• _PROVIDED PASSAGE_:
Please recommend a nonfiction vacation book

Hey,
I’m fly fishing in Montana from Friday to Wednesday and looking for something to read on the flights and in the evenings on the deck.

For me, the perfect vacation book is light without being insipid. Something you can read after a long day of fishing and maybe too much sun. I’m a sucker for the kind of nonfiction that started life as a long magazine article and then was expanded into a book. The kind of “accessible” history that drives my history prof friend into a rage.

I also like a true crime book, but I have a weird hangup: in order for me to enjoy it, everyone involved has to have died long ago. I don’t like reading a true crime book and thinking about the victim’s mom having to see the author talking about it on TV, or whatever. So Lizzie Borden good, but some horrific murder last year bad, if that makes sense.

Books I consider perfect vacation books:

Devil in the White City and all of Larsen’s other books
The Match King
The Lost City of Z
Night of the Grizzlies

Krakatoa: The Day the World Exploded

The Right Stuff

Confederates In The Attic

Any of the Uncle Johns Bathroom Readers.

Pretty much anything by Bill Bryson. Largely travelogues but also some historical and accessible sciency stuff.

The Dawn of Everything: A New History of Humanity. One of the most life-changing books I’ve ever read.

Speaking of life-changing: The Chalice and the Blade: Our History, Our Future.

Speaking of true crime: Stamped from the Beginning: The Definitive History of Racist Ideas in America takes on the biggest true crime of them all.

Thanks for the suggestions, I’ve read some of these, but keep 'em coming!

Given the destination and what you’ll be doing, how about A River Runs Through It?

I’ve read it many, many times.

I enjoyed Ingenious. A good, easy to read history of things I didn’t know about Franklin.

Amazon.com: Ingenious: A Biography of Benjamin Franklin, Scientist: 9780393882230: Munson, Richard: Books

You might try some of Hampton Sides’ books. I recently read “Hellhound on his Trail”, which is about the hunt for MLK’s killer. Very well researched and reads like a novel.

Thanks that is right in my vacation read sweet spot, especially the one on the polar expedition.

• _RAW DATA_:
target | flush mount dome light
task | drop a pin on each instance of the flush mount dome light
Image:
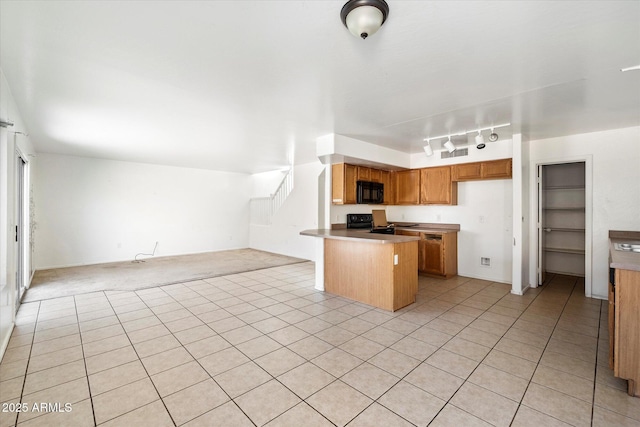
(364, 17)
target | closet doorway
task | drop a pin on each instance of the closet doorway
(564, 233)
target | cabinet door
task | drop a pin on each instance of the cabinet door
(432, 258)
(389, 190)
(496, 169)
(436, 187)
(611, 319)
(343, 184)
(350, 173)
(408, 187)
(376, 175)
(364, 174)
(466, 171)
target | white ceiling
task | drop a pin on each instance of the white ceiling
(246, 85)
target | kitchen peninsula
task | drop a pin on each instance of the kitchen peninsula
(382, 269)
(377, 269)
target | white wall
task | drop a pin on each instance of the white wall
(616, 192)
(299, 212)
(9, 143)
(93, 211)
(521, 217)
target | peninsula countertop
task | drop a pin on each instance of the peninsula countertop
(624, 260)
(362, 235)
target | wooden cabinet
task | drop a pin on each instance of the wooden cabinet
(625, 340)
(436, 187)
(432, 262)
(376, 175)
(407, 187)
(612, 322)
(437, 252)
(366, 272)
(343, 184)
(364, 173)
(494, 169)
(427, 186)
(467, 171)
(389, 188)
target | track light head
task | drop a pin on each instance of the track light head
(449, 146)
(480, 141)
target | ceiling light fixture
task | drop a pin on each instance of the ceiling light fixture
(479, 138)
(364, 17)
(493, 137)
(634, 68)
(449, 145)
(480, 141)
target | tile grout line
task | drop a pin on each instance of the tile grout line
(84, 361)
(26, 370)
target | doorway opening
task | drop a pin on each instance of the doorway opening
(22, 228)
(564, 221)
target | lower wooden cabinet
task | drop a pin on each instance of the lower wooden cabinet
(625, 340)
(437, 252)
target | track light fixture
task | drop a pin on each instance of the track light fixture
(480, 144)
(493, 137)
(449, 145)
(364, 17)
(480, 141)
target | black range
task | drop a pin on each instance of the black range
(365, 222)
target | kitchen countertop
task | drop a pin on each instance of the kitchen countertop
(622, 259)
(364, 235)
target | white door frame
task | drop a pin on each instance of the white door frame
(588, 211)
(22, 227)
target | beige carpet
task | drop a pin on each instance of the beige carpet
(127, 275)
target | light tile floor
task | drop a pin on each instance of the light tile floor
(265, 348)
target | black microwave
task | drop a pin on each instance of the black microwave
(369, 192)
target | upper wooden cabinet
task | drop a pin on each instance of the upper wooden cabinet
(436, 187)
(364, 173)
(466, 171)
(494, 169)
(376, 175)
(407, 188)
(427, 186)
(389, 190)
(343, 184)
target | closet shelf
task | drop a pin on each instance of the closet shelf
(565, 250)
(564, 187)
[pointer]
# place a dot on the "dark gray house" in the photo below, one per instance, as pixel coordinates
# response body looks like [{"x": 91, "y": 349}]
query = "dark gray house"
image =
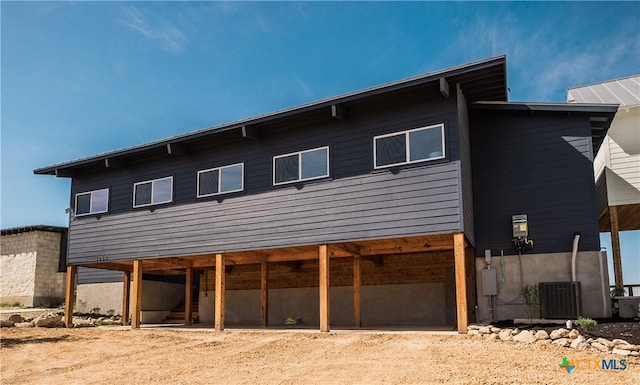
[{"x": 373, "y": 208}]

• _PROBLEM 1_: Reproduce word for word the part of the book recommendation thread starting with "Pretty much anything" and going on through "History, Our Future.".
• _PROBLEM 2_: List the authors named in the book recommendation thread.

• _EXPECTED OUTPUT 1_:
Pretty much anything by Bill Bryson. Largely travelogues but also some historical and accessible sciency stuff.

The Dawn of Everything: A New History of Humanity. One of the most life-changing books I’ve ever read.

Speaking of life-changing: The Chalice and the Blade: Our History, Our Future.

• _EXPECTED OUTPUT 2_:
Larsen
Bill Bryson
Richard Munson
Hampton Sides